## Work to be completed
Reproduce all the material exactly, minus any pictures it holds.

## Exercise inputs
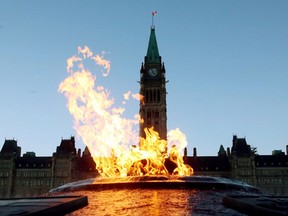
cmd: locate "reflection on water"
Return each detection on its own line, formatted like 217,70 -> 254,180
67,189 -> 242,216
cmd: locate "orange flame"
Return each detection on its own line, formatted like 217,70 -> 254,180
58,46 -> 193,177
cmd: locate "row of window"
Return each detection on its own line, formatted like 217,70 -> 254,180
18,163 -> 51,168
257,178 -> 283,185
144,89 -> 161,103
55,161 -> 69,168
237,159 -> 251,167
16,170 -> 52,177
16,179 -> 52,187
0,171 -> 9,177
0,161 -> 11,169
256,162 -> 288,166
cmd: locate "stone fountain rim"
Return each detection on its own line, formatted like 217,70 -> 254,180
49,176 -> 260,193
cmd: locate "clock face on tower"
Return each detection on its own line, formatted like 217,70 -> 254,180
148,68 -> 157,76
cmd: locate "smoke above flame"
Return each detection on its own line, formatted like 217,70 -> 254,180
58,46 -> 193,177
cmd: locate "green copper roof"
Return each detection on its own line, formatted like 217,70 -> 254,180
146,28 -> 161,63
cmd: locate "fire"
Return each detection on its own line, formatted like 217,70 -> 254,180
58,46 -> 193,177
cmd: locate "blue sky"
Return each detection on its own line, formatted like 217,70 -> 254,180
0,0 -> 288,156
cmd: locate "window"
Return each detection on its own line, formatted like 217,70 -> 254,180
154,111 -> 159,118
147,111 -> 151,118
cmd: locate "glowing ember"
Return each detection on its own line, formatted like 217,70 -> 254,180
58,46 -> 193,177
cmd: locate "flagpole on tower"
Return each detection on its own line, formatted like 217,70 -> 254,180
151,11 -> 157,29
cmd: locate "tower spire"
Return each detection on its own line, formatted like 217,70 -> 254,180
151,11 -> 157,29
145,22 -> 161,64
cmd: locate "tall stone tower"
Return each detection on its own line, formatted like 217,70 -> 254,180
139,25 -> 167,140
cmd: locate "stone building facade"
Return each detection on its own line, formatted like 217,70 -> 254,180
0,136 -> 288,197
184,136 -> 288,195
0,137 -> 98,197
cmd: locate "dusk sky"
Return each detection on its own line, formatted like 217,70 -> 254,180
0,0 -> 288,156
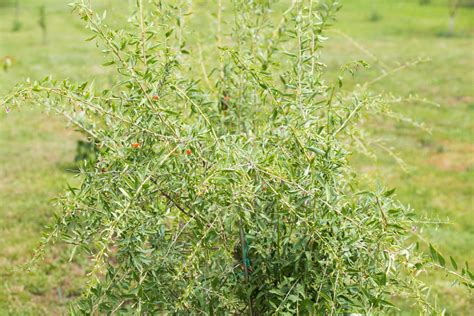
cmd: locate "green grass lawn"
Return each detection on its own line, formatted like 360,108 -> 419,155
0,0 -> 474,315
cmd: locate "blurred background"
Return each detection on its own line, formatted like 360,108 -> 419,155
0,0 -> 474,315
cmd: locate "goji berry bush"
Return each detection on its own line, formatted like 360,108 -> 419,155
3,0 -> 472,315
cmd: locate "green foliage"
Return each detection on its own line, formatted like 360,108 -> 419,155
38,5 -> 47,43
1,0 -> 472,314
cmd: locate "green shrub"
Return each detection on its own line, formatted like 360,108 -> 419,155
4,0 -> 472,315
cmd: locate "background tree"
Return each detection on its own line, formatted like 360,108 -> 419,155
448,0 -> 460,36
2,0 -> 472,315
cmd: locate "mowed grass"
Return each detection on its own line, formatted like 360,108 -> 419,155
0,0 -> 474,315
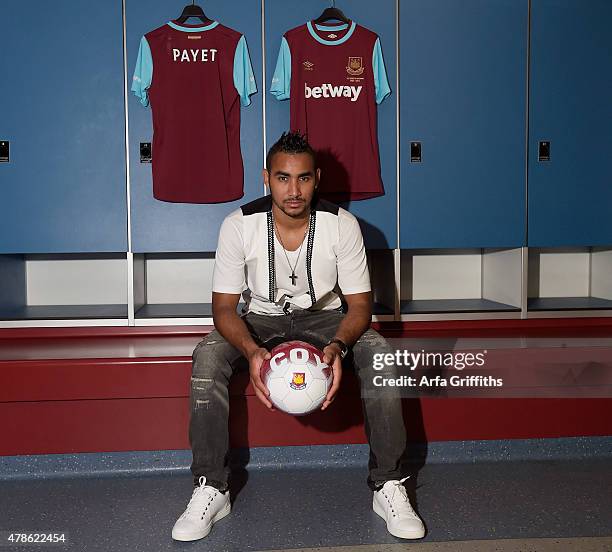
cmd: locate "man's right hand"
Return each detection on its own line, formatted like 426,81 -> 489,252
248,347 -> 275,410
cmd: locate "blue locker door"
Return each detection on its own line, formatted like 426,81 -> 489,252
126,0 -> 263,253
400,0 -> 528,248
0,0 -> 127,253
265,0 -> 397,249
529,0 -> 612,247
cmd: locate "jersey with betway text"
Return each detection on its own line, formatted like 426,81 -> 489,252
212,196 -> 370,315
132,21 -> 256,203
270,21 -> 391,201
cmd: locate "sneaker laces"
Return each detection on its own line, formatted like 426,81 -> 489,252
181,475 -> 219,517
390,475 -> 418,518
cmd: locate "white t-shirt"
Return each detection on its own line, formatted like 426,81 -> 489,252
213,196 -> 371,315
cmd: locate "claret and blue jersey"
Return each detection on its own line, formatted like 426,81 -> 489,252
270,21 -> 391,201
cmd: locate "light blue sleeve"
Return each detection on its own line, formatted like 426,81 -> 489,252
270,37 -> 291,100
132,36 -> 153,107
234,35 -> 257,107
372,38 -> 391,104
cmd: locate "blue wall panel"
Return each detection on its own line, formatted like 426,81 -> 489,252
0,0 -> 127,253
400,0 -> 528,248
126,0 -> 263,253
529,0 -> 612,247
265,0 -> 397,248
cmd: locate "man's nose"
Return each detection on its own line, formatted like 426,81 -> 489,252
289,178 -> 302,197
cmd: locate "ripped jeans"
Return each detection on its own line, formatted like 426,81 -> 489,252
189,310 -> 406,490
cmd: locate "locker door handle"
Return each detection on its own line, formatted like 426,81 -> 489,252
538,140 -> 550,161
410,142 -> 421,163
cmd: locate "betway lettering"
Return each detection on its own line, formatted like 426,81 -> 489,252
304,83 -> 363,102
172,48 -> 217,61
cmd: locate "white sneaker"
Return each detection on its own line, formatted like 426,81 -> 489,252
172,476 -> 231,541
372,476 -> 425,539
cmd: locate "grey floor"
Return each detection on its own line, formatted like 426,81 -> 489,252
0,458 -> 612,552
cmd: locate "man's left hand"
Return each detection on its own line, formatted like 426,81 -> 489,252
321,343 -> 342,410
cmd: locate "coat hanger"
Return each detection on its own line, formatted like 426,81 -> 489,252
176,0 -> 212,25
314,0 -> 351,24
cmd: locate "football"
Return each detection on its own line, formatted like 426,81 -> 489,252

## Finished exercise
cmd: locate "reflection on water"
Return each detection on its own line, formatted like 217,70 -> 254,180
67,189 -> 242,216
cmd: locate "orange flame"
Return each detection on its own line, formatted like 217,70 -> 254,180
58,46 -> 193,177
cmd: locate "row of window"
Return each detection on its own line, formatted like 217,70 -> 254,180
18,163 -> 51,168
257,178 -> 283,185
144,89 -> 161,103
55,161 -> 69,168
237,159 -> 251,167
16,170 -> 52,177
16,179 -> 52,187
0,171 -> 9,177
0,161 -> 11,169
256,162 -> 288,166
cmd: locate "stone fountain rim"
Return each detection on its own line, formatted like 217,70 -> 254,180
49,176 -> 260,193
cmd: locate "clock face on tower"
Return each detection on its own line, formatted like 217,70 -> 254,180
148,68 -> 157,76
cmd: locate "smoke above flame"
Return each detection on its own line, formatted like 217,70 -> 254,180
58,46 -> 193,177
cmd: locate "green copper roof"
Return each detection on its own line, formatted like 217,70 -> 254,180
146,28 -> 161,63
cmd: locate "fire"
Return each detection on its own line, formatted like 217,70 -> 254,180
58,46 -> 193,177
cmd: locate "blue sky"
Return each detection on its own line, formatted like 217,70 -> 254,180
0,0 -> 288,156
cmd: locate "window"
Return each detection on its own line, formatted like 217,70 -> 254,180
154,111 -> 159,118
147,111 -> 151,118
cmd: locate "glowing ember"
Return each detection on its own line, formatted like 217,70 -> 254,180
58,46 -> 193,177
cmd: locate "flagpole on tower"
Return each detection on its own line, formatted like 217,70 -> 254,180
151,11 -> 157,29
cmd: locate "tower spire"
Return each detection on its own line, formatted like 217,70 -> 254,180
151,11 -> 157,29
145,22 -> 161,64
cmd: locate "tall stone tower"
Return each detection on its own line, formatted like 217,70 -> 254,180
139,25 -> 167,140
cmd: locate "stone building facade"
Return each detection on its own line, formatted like 217,70 -> 254,180
0,136 -> 288,197
184,136 -> 288,195
0,137 -> 98,197
cmd: locate "dusk sky"
Return each detection on its own line, formatted like 217,70 -> 254,180
0,0 -> 288,156
cmd: locate "green grass lawn"
Return each detection on its own line, formatted like 360,108 -> 419,155
0,0 -> 474,315
cmd: locate "blurred background"
Return each detection on its own line, formatted like 360,108 -> 419,155
0,0 -> 474,315
cmd: locate "goji berry bush"
Return each detection on its own line, formatted like 360,108 -> 419,155
3,0 -> 472,315
cmd: locate "green foliage"
Return each detection on its own line, formatted like 360,108 -> 419,155
38,5 -> 47,43
1,0 -> 472,314
cmd: locate "green shrub"
Return each detection on its own line, formatted like 360,108 -> 419,155
4,0 -> 472,315
cmd: locate "background tree"
Return each detection on its own line, formatted like 360,108 -> 419,155
448,0 -> 460,36
2,0 -> 472,315
cmd: locate "mowed grass"
Return each detection on its own line, formatted like 360,108 -> 419,155
0,0 -> 474,315
cmd: locate "man's right hand"
Return each detection on its own line, formatted like 426,81 -> 489,252
248,347 -> 275,410
cmd: locate "blue locker door"
Return each detection on its own line, formatted like 426,81 -> 489,252
126,0 -> 263,253
400,0 -> 528,248
0,0 -> 127,253
265,0 -> 397,249
529,0 -> 612,247
cmd: locate "jersey with betway text"
Return each detection on its own line, formatted like 426,81 -> 489,252
212,196 -> 370,315
132,21 -> 256,203
270,21 -> 391,201
cmd: locate "sneaker laces"
Return each detection on its own line, formatted like 426,81 -> 489,252
181,475 -> 219,517
390,475 -> 418,518
cmd: locate "white t-shirt"
Return each detection on its own line, formatted like 426,81 -> 489,252
213,196 -> 371,315
cmd: locate "claret and blue jersey"
Return each detection on its own line, formatted like 426,81 -> 489,252
270,21 -> 391,201
cmd: locate "light blue sleeve"
Return each detection on its own line, formatted like 426,81 -> 489,252
270,37 -> 291,100
132,36 -> 153,107
234,35 -> 257,107
372,38 -> 391,104
cmd: locate "blue wall panel"
Return each detection on its own line, formatted like 426,81 -> 489,252
0,0 -> 127,253
400,0 -> 528,248
126,0 -> 263,253
529,0 -> 612,247
265,0 -> 397,248
cmd: locate "man's nose"
Return each detection on its own line, formatted like 426,81 -> 489,252
289,178 -> 302,197
cmd: locate "ripped jeans"
Return each detection on its own line, formatted like 426,81 -> 489,252
189,310 -> 406,490
cmd: locate "locker door handle"
Return each detection on its own line, formatted like 426,81 -> 489,252
538,140 -> 550,161
410,142 -> 421,163
cmd: locate "betway lettering"
Return each detection on its own line, formatted like 426,81 -> 489,252
304,83 -> 363,102
172,48 -> 217,61
cmd: locate "white sneaker"
Return each detection on its own line, formatted like 426,81 -> 489,252
172,476 -> 231,541
372,476 -> 425,539
cmd: locate "grey floor"
Return each detection on its own line, formatted like 426,81 -> 489,252
0,458 -> 612,552
cmd: locate "man's left hand"
Return each detection on its own line, formatted like 426,81 -> 489,252
321,343 -> 342,410
cmd: locate "coat hanger"
Return each detection on its own line, formatted like 426,81 -> 489,252
176,0 -> 212,25
314,0 -> 351,24
cmd: locate "football"
Return each detection on its own line, formatted like 426,81 -> 489,252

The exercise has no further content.